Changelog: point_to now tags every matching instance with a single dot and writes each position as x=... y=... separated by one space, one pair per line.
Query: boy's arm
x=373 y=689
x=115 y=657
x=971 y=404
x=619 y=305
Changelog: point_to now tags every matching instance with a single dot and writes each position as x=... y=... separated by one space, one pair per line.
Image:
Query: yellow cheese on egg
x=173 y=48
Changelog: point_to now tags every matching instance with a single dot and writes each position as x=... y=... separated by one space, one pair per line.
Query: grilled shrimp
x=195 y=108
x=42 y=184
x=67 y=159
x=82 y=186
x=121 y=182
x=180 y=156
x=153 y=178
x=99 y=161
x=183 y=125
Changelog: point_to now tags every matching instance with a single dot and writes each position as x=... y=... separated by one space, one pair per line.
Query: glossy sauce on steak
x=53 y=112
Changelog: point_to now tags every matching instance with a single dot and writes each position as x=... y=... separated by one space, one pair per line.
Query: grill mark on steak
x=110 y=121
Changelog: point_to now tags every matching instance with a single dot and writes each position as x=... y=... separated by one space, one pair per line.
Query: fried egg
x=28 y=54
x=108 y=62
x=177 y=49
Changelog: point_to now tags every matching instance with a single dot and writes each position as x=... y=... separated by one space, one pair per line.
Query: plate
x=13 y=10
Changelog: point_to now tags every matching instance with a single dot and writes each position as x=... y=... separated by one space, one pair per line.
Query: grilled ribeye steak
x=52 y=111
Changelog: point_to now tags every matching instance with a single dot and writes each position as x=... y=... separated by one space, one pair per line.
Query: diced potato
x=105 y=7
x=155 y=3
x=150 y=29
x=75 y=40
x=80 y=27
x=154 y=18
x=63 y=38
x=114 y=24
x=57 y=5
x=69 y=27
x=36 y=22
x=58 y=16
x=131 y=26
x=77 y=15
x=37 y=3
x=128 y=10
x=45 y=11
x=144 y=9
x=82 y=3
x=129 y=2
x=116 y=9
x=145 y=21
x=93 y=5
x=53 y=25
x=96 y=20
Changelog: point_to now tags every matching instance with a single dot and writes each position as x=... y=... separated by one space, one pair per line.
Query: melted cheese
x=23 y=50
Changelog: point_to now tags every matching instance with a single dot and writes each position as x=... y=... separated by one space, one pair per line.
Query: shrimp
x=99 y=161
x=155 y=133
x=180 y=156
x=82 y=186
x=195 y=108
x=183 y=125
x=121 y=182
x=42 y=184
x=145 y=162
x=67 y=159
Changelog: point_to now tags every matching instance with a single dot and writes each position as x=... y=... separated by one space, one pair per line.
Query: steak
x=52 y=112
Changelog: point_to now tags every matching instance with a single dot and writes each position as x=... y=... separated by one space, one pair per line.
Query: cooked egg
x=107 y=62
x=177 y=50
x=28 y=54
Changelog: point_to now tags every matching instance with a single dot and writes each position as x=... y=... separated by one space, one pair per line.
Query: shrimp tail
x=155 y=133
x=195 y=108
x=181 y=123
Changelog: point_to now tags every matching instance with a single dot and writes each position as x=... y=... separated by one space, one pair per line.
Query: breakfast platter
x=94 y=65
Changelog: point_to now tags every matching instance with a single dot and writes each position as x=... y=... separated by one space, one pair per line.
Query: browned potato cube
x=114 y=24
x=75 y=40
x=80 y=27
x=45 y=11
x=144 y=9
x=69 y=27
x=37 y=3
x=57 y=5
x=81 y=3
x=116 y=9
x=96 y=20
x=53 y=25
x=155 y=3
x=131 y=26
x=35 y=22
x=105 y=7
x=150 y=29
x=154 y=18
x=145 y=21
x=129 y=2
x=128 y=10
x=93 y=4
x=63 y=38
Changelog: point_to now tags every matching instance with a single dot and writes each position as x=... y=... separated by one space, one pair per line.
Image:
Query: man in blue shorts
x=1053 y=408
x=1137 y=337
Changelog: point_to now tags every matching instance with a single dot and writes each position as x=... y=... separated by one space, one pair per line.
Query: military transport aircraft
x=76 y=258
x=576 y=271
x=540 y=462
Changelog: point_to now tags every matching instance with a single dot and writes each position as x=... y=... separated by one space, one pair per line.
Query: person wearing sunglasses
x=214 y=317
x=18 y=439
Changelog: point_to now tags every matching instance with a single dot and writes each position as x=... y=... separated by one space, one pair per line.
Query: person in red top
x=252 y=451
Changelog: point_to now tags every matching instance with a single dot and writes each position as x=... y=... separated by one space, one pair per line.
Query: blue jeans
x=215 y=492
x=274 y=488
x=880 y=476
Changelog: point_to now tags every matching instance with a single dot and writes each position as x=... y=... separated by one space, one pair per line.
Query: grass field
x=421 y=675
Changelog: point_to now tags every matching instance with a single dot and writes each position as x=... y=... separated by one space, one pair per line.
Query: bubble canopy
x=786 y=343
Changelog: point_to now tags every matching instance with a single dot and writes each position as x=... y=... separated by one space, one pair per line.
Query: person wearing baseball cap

Directions: Write the entire listing out again, word for word.

Response to this exercise:
Changelog: point_to now tags every matching instance with a single dot and writes each position as x=... y=... separated by one space, one pair per line.
Query: boy's arm
x=373 y=689
x=115 y=657
x=971 y=404
x=619 y=305
Changelog: point_to now tags every matching instance with a single dot and writes each position as x=... y=... separated by one space, one pair per line.
Image:
Query: yellow cheese on egg
x=173 y=48
Changelog: point_to now tags every matching instance with a single dot and writes each position as x=... y=... separated by one space, one pair per line.
Query: grilled shrimp
x=195 y=108
x=42 y=184
x=67 y=159
x=82 y=186
x=121 y=182
x=180 y=156
x=153 y=178
x=99 y=161
x=183 y=125
Changelog: point_to now tags every matching instance with a single dot and writes each position as x=... y=... separated by one space, one pair per line.
Query: glossy sauce on steak
x=53 y=112
Changelog: point_to now tags every matching instance with a single dot and writes each position as x=... y=... separated by one space, one pair per line.
Query: grill mark on steak
x=110 y=121
Changelog: point_to now tags every matching instance with a single dot and writes each position as x=... y=... separated by one space, one pair per line.
Query: fried egg
x=28 y=54
x=108 y=62
x=177 y=49
Changelog: point_to now tags every matching instance with a single dot and writes each position as x=... y=... separated by one space, one pair per line.
Query: plate
x=13 y=10
Changelog: point_to now tags every matching instance with a single dot and writes each position as x=... y=... separated by one space, one pair per line.
Query: grilled ribeye steak
x=52 y=111
Changelog: point_to now tags every matching instance with a single dot and writes each position as x=... y=... separated by one space, one pair per line.
Query: diced potato
x=105 y=7
x=155 y=3
x=150 y=29
x=75 y=40
x=80 y=27
x=154 y=18
x=63 y=38
x=114 y=24
x=57 y=5
x=69 y=27
x=36 y=22
x=58 y=16
x=131 y=26
x=77 y=15
x=37 y=3
x=128 y=10
x=45 y=11
x=144 y=9
x=82 y=3
x=129 y=2
x=116 y=9
x=145 y=21
x=93 y=5
x=53 y=25
x=96 y=20
Changelog: point_to now tags every matching instance with a single dot and writes each position as x=... y=... separated by one space, one pair per line.
Query: melted cheese
x=23 y=50
Changelog: point_to now tags every matching instance with a single dot and writes each position as x=... y=... separated by one space, one pair per line.
Query: shrimp
x=99 y=161
x=155 y=133
x=180 y=156
x=82 y=186
x=195 y=108
x=183 y=125
x=121 y=182
x=42 y=184
x=145 y=162
x=67 y=159
Changelog: point_to now tags every matching instance with a single dot and writes each position as x=... y=... separated by one space, one pair per line.
Query: steak
x=52 y=112
Changelog: point_to now tags every matching instance with a single dot and writes each position as x=... y=... separated by one space, one pair per line.
Query: cooked egg
x=107 y=62
x=177 y=50
x=28 y=54
Changelog: point_to now tags every matching instance with a single dot and writes each position as x=... y=... separated by one space, one pair per line.
Query: shrimp tail
x=155 y=133
x=195 y=108
x=181 y=123
Changelog: point_to now tags every matching instance with a single dot and writes each position as x=... y=... separated by one space, one pair per line.
Query: breakfast platter
x=94 y=65
Changelog: point_to now tags every matching instance with a single dot and writes each position as x=... y=... separated by one space, one pair per line.
Query: browned potato cube
x=114 y=24
x=75 y=40
x=80 y=27
x=45 y=11
x=144 y=9
x=69 y=27
x=37 y=3
x=57 y=5
x=81 y=3
x=116 y=9
x=96 y=20
x=53 y=25
x=155 y=3
x=131 y=26
x=35 y=22
x=105 y=7
x=150 y=29
x=154 y=18
x=145 y=21
x=129 y=2
x=128 y=10
x=93 y=4
x=63 y=38
Changelog: point_to now tags every matching instance with a single dot and writes each position as x=... y=... separated by one space, one pair per line.
Image:
Query: man in blue shorts
x=1053 y=408
x=1137 y=337
Changelog: point_to now tags every matching instance with a single dot and writes each position as x=... y=... separated by one space, one pair per line.
Query: military transport aircraft
x=76 y=258
x=576 y=271
x=540 y=462
Changelog: point_to now tags every matching instance with a single dot and writes each position as x=... y=... separated by one space, one pair per line.
Query: person wearing sunglasses
x=214 y=317
x=18 y=439
Changelog: point_to now tags every matching instance with a single dot and writes each position as x=... y=... separated by one space, one pair per line.
Query: person in red top
x=252 y=451
Changelog: point_to now tags every matching instance with a single dot and writes each position as x=... y=... separated by one space, one pair per line.
Query: blue jeans
x=215 y=492
x=274 y=488
x=880 y=476
Changelog: point_to now tags every matching instance with a single dot and writes each position as x=... y=... separated by one space, one pair per line.
Query: grass field
x=421 y=675
Changelog: point_to now tags every matching instance with a single dot and writes each position as x=... y=... separated by one space, one pair per line.
Query: bubble canopy
x=786 y=343
Changelog: point_to now tags every matching instance with a single dot and writes each position as x=... y=... separated by one space, one pair per line.
Query: person wearing baseball cap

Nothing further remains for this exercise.